Take the material and output all of it exactly.

------------------------------------------------------------------------

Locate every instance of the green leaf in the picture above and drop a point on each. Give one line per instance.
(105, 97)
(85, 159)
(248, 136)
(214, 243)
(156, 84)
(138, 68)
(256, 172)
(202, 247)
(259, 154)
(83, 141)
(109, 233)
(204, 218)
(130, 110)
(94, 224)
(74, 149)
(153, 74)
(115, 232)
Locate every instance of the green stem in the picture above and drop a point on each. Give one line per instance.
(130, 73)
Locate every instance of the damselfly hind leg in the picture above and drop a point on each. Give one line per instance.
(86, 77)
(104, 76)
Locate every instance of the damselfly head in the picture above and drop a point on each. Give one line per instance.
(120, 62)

------------------------------------------------------------------------

Final answer:
Locate every instance of the green leaf in the picture above and drop a point on each. Give one line per instance.
(105, 97)
(85, 159)
(248, 136)
(214, 243)
(156, 84)
(138, 68)
(256, 172)
(202, 247)
(259, 154)
(83, 141)
(109, 233)
(204, 218)
(130, 110)
(94, 224)
(74, 149)
(153, 74)
(115, 232)
Locate every instance of the green stem in the picture above and drop a point on each. Give one line per instance.
(130, 73)
Locate every instance of the damselfly hind leg in the picture above and drop a point on each. Give one line per instance.
(86, 77)
(104, 76)
Locate every instance of the damselfly head in the picture above and drop a point on each. Give one line per instance.
(120, 62)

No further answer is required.